EXERCISE MATERIALS:
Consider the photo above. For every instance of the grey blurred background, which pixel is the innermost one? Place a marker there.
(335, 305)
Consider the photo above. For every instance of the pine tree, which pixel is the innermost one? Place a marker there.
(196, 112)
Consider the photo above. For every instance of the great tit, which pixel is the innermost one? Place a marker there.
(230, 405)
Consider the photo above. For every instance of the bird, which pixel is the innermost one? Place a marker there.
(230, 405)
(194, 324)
...
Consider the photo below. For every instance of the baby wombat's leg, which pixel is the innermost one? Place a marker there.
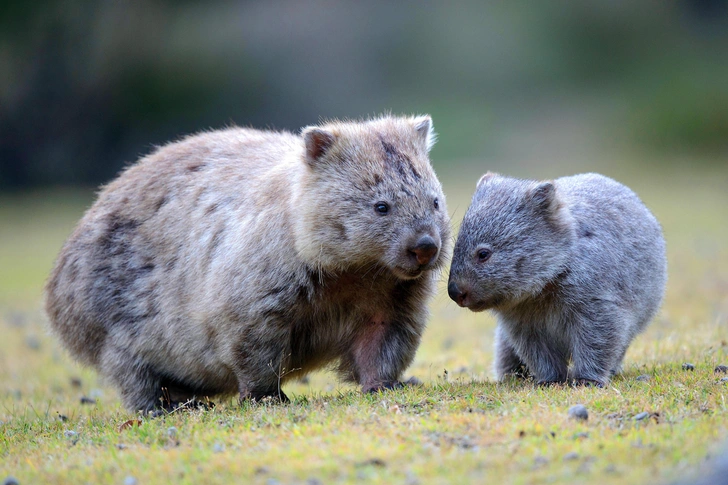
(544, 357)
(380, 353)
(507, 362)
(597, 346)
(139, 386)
==
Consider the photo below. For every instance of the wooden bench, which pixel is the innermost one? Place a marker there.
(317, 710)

STATED EXERCISE:
Please tally how many lines in the material contain the string "above", treating uppercase and lowercase as different, and reply with that number alone.

RESPONSE:
4